EXERCISE BRIEF:
Could you print every line of the data below word for word, without changing anything?

MATERIALS PROVIDED:

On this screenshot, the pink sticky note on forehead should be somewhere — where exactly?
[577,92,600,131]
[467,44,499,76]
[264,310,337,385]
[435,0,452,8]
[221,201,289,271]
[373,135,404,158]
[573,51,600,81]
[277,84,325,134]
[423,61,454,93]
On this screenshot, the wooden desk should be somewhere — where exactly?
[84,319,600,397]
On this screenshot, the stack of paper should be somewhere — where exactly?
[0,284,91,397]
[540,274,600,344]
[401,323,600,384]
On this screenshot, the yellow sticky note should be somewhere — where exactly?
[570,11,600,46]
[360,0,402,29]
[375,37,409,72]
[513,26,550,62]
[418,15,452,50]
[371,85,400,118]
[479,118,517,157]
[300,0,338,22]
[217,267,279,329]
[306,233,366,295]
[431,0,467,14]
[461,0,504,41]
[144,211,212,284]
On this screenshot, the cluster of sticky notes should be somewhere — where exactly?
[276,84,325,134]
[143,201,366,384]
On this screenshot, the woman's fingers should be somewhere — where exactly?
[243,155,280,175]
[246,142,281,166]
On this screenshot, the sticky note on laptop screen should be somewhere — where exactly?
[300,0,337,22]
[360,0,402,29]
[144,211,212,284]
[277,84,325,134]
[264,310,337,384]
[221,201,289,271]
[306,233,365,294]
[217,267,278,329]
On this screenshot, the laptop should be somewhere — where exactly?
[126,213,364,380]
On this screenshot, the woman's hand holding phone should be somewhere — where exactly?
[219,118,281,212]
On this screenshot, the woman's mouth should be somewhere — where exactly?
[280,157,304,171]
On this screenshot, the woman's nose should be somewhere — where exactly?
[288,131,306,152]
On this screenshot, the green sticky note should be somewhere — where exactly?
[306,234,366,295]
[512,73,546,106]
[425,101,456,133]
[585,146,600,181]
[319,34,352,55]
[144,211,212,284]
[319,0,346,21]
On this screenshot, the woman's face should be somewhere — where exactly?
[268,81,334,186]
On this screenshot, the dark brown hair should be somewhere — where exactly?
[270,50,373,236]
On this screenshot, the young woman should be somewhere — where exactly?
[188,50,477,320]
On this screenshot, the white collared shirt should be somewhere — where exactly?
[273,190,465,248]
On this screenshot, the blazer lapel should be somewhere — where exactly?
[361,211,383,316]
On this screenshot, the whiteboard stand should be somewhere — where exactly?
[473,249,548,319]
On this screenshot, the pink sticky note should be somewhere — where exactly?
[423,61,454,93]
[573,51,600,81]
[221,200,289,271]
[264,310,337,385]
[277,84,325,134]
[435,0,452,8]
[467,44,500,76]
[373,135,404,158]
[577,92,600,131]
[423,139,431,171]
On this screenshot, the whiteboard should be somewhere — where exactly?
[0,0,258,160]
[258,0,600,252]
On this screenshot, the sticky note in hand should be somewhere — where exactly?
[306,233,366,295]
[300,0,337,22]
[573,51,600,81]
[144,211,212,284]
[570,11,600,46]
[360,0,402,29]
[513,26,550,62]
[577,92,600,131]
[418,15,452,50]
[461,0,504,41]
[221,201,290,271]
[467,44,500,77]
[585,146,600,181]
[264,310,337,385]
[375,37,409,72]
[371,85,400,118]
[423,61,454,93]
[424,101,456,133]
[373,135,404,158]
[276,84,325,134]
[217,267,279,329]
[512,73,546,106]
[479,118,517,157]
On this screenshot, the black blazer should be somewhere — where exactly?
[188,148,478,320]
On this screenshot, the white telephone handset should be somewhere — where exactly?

SOLUTION TO THIS EXERCISE:
On this screenshot, the pink sticky note on forehead should be somewhere — where exactly?
[577,92,600,131]
[467,44,499,76]
[264,310,337,385]
[435,0,452,8]
[221,201,289,271]
[373,135,404,158]
[573,51,600,81]
[277,84,325,134]
[423,61,454,93]
On this screenshot, the wooden desk should be somewhere — where exactly?
[84,319,600,397]
On this screenshot, the stack of paper should be somewhere — where exactly?
[0,284,91,397]
[540,274,600,344]
[401,323,600,384]
On this screenshot, the yellow sticky note should be somewhere — where exactly?
[570,11,600,46]
[360,0,402,29]
[375,37,409,72]
[513,26,550,62]
[418,15,452,50]
[371,85,400,118]
[479,118,517,157]
[300,0,338,22]
[217,267,279,329]
[306,233,366,295]
[431,0,467,14]
[461,0,504,41]
[144,211,212,284]
On this screenshot, the cluster of sticky notes should be somewhere — where exactly?
[276,84,325,134]
[143,201,366,384]
On this screenshot, the woman's fingers should be somewhere — where exactly?
[243,155,280,175]
[246,142,281,166]
On this screenshot, the sticky note on laptop screen should be somewhere — where exactly?
[300,0,337,22]
[360,0,402,29]
[144,211,212,284]
[277,84,325,134]
[264,310,337,384]
[221,201,289,271]
[306,233,365,294]
[217,267,278,329]
On this screenshot, the laptop should be somewhere — where exactly?
[126,213,364,380]
On this screenshot, the woman's hand holding phone should be somewhere — where exactly?
[219,118,281,212]
On this screenshot, the woman's mouth should be somewhere — where exactly?
[280,157,304,171]
On this screenshot, the woman's nose should be somewhere — where exactly?
[288,131,306,152]
On this screenshot, the green sticky note should be somewhere — where exactly?
[306,234,366,295]
[512,73,546,106]
[425,101,456,133]
[585,146,600,181]
[319,34,352,55]
[144,211,212,284]
[319,0,346,21]
On this screenshot, the woman's face should be somewhere — where exactly?
[268,81,334,186]
On this screenshot, the dark brown hair should be somewhere — where exactly?
[270,50,373,236]
On this screenshot, the young woman should be somewhere — where exactly?
[188,50,477,320]
On this screenshot, the white collared shirt should be somewhere — where exactly?
[273,190,465,248]
On this screenshot, the blazer lapel should be somewhere — where exactly?
[361,211,383,316]
On this screenshot, the whiteboard stand should be somewhere — where exactly?
[473,249,548,319]
On this screenshot, the pink sticky note should be somewhere — where exactly?
[423,61,454,93]
[573,51,600,81]
[221,200,289,271]
[264,310,337,385]
[277,84,325,134]
[435,0,452,8]
[467,44,500,76]
[373,135,404,158]
[577,92,600,131]
[423,139,431,171]
On this screenshot, the whiteboard should be somewhere — where exactly?
[0,0,258,160]
[258,0,600,252]
On this screenshot, the sticky note in hand should be somewhere — where exactly?
[306,233,366,295]
[300,0,337,22]
[573,51,600,81]
[144,211,212,284]
[570,11,600,46]
[360,0,402,29]
[513,26,550,62]
[577,92,600,131]
[418,15,452,50]
[461,0,504,41]
[221,201,290,271]
[467,44,500,77]
[585,146,600,181]
[264,310,337,385]
[375,37,409,72]
[371,85,400,118]
[423,61,454,93]
[424,101,456,133]
[373,135,404,158]
[276,84,325,134]
[217,267,279,329]
[512,73,546,106]
[479,118,517,157]
On this screenshot, the black blazer should be somewhere — where exactly?
[188,148,478,320]
On this screenshot, the white telephone handset should be somewhere — where exactly?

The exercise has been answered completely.